Dataset records:
....................
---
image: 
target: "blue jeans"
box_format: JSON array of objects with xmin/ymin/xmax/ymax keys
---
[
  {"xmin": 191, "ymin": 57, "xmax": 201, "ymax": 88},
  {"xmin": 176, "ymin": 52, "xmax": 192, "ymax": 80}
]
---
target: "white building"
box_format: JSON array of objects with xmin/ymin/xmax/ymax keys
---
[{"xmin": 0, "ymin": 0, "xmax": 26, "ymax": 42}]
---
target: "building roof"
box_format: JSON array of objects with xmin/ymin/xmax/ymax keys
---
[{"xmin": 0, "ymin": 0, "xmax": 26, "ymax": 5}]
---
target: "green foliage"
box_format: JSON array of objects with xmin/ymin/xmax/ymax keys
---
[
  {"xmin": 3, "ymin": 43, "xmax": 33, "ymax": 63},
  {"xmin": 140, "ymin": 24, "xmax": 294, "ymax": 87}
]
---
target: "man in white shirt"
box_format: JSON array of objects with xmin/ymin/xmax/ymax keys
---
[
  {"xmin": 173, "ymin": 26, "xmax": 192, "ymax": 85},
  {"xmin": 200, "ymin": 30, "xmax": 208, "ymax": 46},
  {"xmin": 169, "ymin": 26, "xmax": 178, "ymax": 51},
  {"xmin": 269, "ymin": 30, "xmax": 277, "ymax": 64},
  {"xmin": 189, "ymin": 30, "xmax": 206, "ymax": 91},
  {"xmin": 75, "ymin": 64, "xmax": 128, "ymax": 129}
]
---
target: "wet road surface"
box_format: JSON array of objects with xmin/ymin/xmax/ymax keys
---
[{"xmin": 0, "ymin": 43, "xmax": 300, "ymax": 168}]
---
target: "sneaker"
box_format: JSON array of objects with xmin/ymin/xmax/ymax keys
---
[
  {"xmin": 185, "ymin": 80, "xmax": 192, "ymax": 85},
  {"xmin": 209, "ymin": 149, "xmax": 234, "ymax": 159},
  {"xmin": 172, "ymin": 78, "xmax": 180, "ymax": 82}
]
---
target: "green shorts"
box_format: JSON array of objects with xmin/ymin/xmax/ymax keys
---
....................
** INSTRUCTION **
Pull out every line from the rows above that contains the string "green", matching uppercase and lowercase exactly.

** TASK OUTPUT **
target: "green foliage"
target: "green shorts"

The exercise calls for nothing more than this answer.